(Work instructions) Retype each line exactly. Skip images.

(Data section)
▬▬▬
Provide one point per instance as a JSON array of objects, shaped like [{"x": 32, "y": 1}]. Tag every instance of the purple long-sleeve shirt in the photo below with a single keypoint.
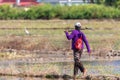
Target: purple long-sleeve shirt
[{"x": 75, "y": 34}]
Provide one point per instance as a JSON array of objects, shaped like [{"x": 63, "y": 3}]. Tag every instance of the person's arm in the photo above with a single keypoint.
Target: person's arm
[
  {"x": 86, "y": 43},
  {"x": 69, "y": 36}
]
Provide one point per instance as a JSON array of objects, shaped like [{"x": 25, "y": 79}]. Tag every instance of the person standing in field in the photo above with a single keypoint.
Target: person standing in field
[{"x": 74, "y": 36}]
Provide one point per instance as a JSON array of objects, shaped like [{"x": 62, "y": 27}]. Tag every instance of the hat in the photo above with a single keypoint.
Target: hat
[{"x": 77, "y": 24}]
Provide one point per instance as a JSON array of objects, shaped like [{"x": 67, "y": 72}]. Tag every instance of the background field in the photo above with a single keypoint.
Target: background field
[{"x": 103, "y": 37}]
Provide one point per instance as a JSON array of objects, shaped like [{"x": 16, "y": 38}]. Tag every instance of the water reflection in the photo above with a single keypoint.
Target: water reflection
[{"x": 60, "y": 69}]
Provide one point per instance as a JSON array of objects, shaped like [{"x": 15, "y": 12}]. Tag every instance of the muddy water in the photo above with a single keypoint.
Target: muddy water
[{"x": 61, "y": 68}]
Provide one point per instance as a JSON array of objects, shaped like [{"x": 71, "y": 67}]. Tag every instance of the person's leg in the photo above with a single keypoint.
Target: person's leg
[
  {"x": 75, "y": 64},
  {"x": 75, "y": 71}
]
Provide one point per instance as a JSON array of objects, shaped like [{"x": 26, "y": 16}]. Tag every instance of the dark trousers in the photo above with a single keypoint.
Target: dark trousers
[{"x": 77, "y": 63}]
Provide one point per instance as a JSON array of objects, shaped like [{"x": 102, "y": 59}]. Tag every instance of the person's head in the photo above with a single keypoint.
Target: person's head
[{"x": 77, "y": 25}]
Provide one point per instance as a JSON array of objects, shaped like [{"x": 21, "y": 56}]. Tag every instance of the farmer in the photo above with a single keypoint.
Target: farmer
[{"x": 75, "y": 34}]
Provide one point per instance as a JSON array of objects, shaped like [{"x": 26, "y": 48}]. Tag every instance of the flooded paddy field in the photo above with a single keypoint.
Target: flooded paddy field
[{"x": 57, "y": 70}]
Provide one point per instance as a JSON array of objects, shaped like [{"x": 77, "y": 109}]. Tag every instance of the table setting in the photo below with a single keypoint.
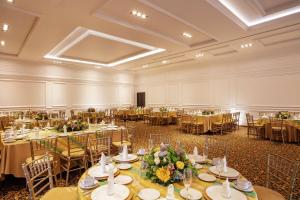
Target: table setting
[{"x": 166, "y": 173}]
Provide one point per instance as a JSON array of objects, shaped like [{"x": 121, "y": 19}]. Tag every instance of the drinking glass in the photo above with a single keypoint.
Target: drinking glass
[{"x": 187, "y": 181}]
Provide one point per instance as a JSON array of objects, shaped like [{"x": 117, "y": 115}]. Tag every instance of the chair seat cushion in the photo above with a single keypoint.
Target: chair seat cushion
[
  {"x": 29, "y": 159},
  {"x": 66, "y": 193},
  {"x": 118, "y": 144},
  {"x": 75, "y": 152},
  {"x": 264, "y": 193}
]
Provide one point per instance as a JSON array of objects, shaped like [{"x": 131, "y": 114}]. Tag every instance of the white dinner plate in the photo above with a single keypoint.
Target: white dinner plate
[
  {"x": 86, "y": 187},
  {"x": 124, "y": 166},
  {"x": 131, "y": 158},
  {"x": 193, "y": 194},
  {"x": 207, "y": 177},
  {"x": 121, "y": 192},
  {"x": 215, "y": 193},
  {"x": 149, "y": 194},
  {"x": 123, "y": 180},
  {"x": 96, "y": 172},
  {"x": 249, "y": 189},
  {"x": 198, "y": 159},
  {"x": 231, "y": 173}
]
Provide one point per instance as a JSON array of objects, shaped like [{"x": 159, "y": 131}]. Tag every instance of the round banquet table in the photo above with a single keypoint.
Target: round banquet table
[{"x": 139, "y": 183}]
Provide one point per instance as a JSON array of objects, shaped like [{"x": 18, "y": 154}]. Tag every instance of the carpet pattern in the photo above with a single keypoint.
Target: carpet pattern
[{"x": 247, "y": 155}]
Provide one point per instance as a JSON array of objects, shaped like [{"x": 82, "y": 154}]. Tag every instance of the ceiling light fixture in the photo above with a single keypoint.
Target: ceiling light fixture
[
  {"x": 138, "y": 14},
  {"x": 187, "y": 35},
  {"x": 198, "y": 55},
  {"x": 5, "y": 27},
  {"x": 260, "y": 20},
  {"x": 246, "y": 45}
]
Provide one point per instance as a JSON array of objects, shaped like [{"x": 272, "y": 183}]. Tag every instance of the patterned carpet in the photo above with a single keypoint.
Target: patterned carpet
[{"x": 247, "y": 155}]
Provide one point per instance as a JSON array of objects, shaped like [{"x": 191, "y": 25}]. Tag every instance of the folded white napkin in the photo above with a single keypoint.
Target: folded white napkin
[
  {"x": 195, "y": 152},
  {"x": 226, "y": 189},
  {"x": 170, "y": 194},
  {"x": 125, "y": 152},
  {"x": 225, "y": 164},
  {"x": 65, "y": 129},
  {"x": 110, "y": 182},
  {"x": 102, "y": 163}
]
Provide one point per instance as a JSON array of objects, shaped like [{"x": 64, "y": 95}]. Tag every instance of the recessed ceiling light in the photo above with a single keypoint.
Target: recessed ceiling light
[
  {"x": 138, "y": 14},
  {"x": 5, "y": 27},
  {"x": 246, "y": 45},
  {"x": 198, "y": 55},
  {"x": 187, "y": 35}
]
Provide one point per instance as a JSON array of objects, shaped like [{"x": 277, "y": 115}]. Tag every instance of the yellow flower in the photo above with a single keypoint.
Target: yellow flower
[
  {"x": 163, "y": 174},
  {"x": 179, "y": 165}
]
▬▬▬
(Response)
Provide one point per instance as a JSON array of objects, shaped like [{"x": 32, "y": 1}]. Tag every instance of the purple long-sleeve shirt in the photo below with a single keypoint.
Target: purple long-sleeve shirt
[{"x": 75, "y": 34}]
Provide one point per instance as a JSON array of objects, shaped like [{"x": 63, "y": 3}]. Tag every instance of the person's arm in the photo above with a single keypoint.
Target: person's arm
[
  {"x": 86, "y": 43},
  {"x": 69, "y": 36}
]
Provide one point per instance as a JSON array of objects, shaped like [{"x": 25, "y": 79}]. Tag every instance of the person standing in field in the photo above with a single keypoint.
Target: person standing in field
[{"x": 74, "y": 36}]
Provide one point per instance as a JSON array of objects, shaped like [{"x": 62, "y": 27}]. Tag every instance of the hat in the photo above with a single keypoint.
Target: hat
[{"x": 77, "y": 24}]
Provide one point per instance as a JSON array of objects, shaped like [{"x": 67, "y": 72}]. Tag every instance of the background field in the photo above with a single keypoint.
Target: background field
[{"x": 103, "y": 37}]
Provide one point per instance as a JSON array of objects, shaped like [{"x": 16, "y": 38}]. Tag every instance of the water reflection in the photo above with a single keypoint.
Target: water reflection
[{"x": 60, "y": 69}]
Provide one point per instance as a JSON array of objects, shaped like [{"x": 15, "y": 12}]. Tag every instance of the muddy water in the photo above with a single keypoint.
Target: muddy water
[{"x": 61, "y": 68}]
Provide one point per instance as a JSON array of objects, shaped like [{"x": 71, "y": 67}]. Tag every instance of the person's leg in the photo above with a single keypoint.
Target: person's leg
[
  {"x": 75, "y": 64},
  {"x": 75, "y": 71}
]
Provide one point per instance as a JSON array of objects, shaped like [{"x": 26, "y": 16}]. Tag every instance of the dark trousers in the photo above with a single keypoint.
Target: dark trousers
[{"x": 77, "y": 63}]
Provide one point per instance as a JSON array of objects, shaped like [{"x": 102, "y": 59}]. Tag every instance of the person's head in the photo above with a single keypoint.
Target: person's head
[{"x": 77, "y": 25}]
Provide one point per instance as a JSON array of objects, shaped like [{"x": 21, "y": 56}]. Tag every instance of the farmer in the photo above with a single keypoint.
Target: farmer
[{"x": 75, "y": 34}]
Provide one point per instance as a JSON array of objects, shaped like [{"x": 26, "y": 48}]. Tag every instance of the flooded paddy field in the photo above with a single keypoint.
Target: flooded paddy field
[{"x": 57, "y": 70}]
Provide one point per instance as a JSON array of objects, shaped like [{"x": 77, "y": 109}]. Tag every instance of the table setting in the photo below with a single keypoint.
Target: table setting
[{"x": 166, "y": 173}]
Provide one point per instance as a JSON array of objects, shaped like [{"x": 121, "y": 19}]. Tag every instance of the drinking glass in the photo above with a single keypoint.
Target: drinking glass
[{"x": 187, "y": 181}]
Provide one point per instance as a JSON array of objects, shaped like [{"x": 117, "y": 115}]. Tag every instance of the chair seat cushion in the photo above with a single keypoint.
Target: chair seat cushion
[
  {"x": 29, "y": 159},
  {"x": 66, "y": 193},
  {"x": 118, "y": 144},
  {"x": 75, "y": 152},
  {"x": 264, "y": 193}
]
Provide one point per instance as a JSON array of objects, shaped like [{"x": 131, "y": 114}]. Tag every instance of the white dinner plate in the photo above with a single keypoint.
Target: white dinner plate
[
  {"x": 86, "y": 187},
  {"x": 124, "y": 166},
  {"x": 131, "y": 158},
  {"x": 193, "y": 194},
  {"x": 207, "y": 177},
  {"x": 121, "y": 192},
  {"x": 215, "y": 193},
  {"x": 149, "y": 194},
  {"x": 123, "y": 180},
  {"x": 96, "y": 172},
  {"x": 249, "y": 189},
  {"x": 198, "y": 159},
  {"x": 231, "y": 173}
]
Provide one point per instance as a JSON array of objects, shaped like [{"x": 159, "y": 131}]. Tag every instance of the round banquet table in the photo above with a single keypoint.
Target: round banquet table
[{"x": 139, "y": 183}]
Provide one point per instance as a JSON array of objects, shaped like [{"x": 18, "y": 154}]. Tag every instance of the carpet pattern in the photo above with a single keypoint.
Target: carpet pattern
[{"x": 247, "y": 155}]
Provide one point per instance as a JSON array of objects, shaped like [{"x": 82, "y": 154}]. Tag every instance of the ceiling light fixture in the photo above with a single keypoint.
Target: ceiling light fixture
[
  {"x": 138, "y": 14},
  {"x": 187, "y": 35},
  {"x": 198, "y": 55},
  {"x": 5, "y": 27},
  {"x": 260, "y": 20},
  {"x": 246, "y": 45}
]
Provide one point per instance as a JSON array of objects, shaped like [{"x": 272, "y": 183}]. Tag every instance of the patterned carpet in the photo above with a single keypoint.
Target: patterned carpet
[{"x": 247, "y": 155}]
Provide one point per instance as a JSON array of objects, shaped like [{"x": 191, "y": 25}]. Tag every instance of the folded white napkin in the photo above with a single keypoint.
Target: folded white napkin
[
  {"x": 195, "y": 152},
  {"x": 226, "y": 189},
  {"x": 170, "y": 194},
  {"x": 125, "y": 152},
  {"x": 225, "y": 164},
  {"x": 65, "y": 129},
  {"x": 110, "y": 182},
  {"x": 102, "y": 163}
]
Provide one point per instance as a JSON array of objects, shaped like [{"x": 64, "y": 95}]. Tag every instance of the recessed ceiling light in the photo above with a single keypoint.
Target: recessed ceiling light
[
  {"x": 138, "y": 14},
  {"x": 5, "y": 27},
  {"x": 246, "y": 45},
  {"x": 198, "y": 55},
  {"x": 187, "y": 35}
]
Provide one point per instance as a JSON array of objects, shaped like [{"x": 277, "y": 115}]. Tag every instance of the yellow flower in the photo above with a single keypoint.
Target: yellow flower
[
  {"x": 163, "y": 174},
  {"x": 179, "y": 165}
]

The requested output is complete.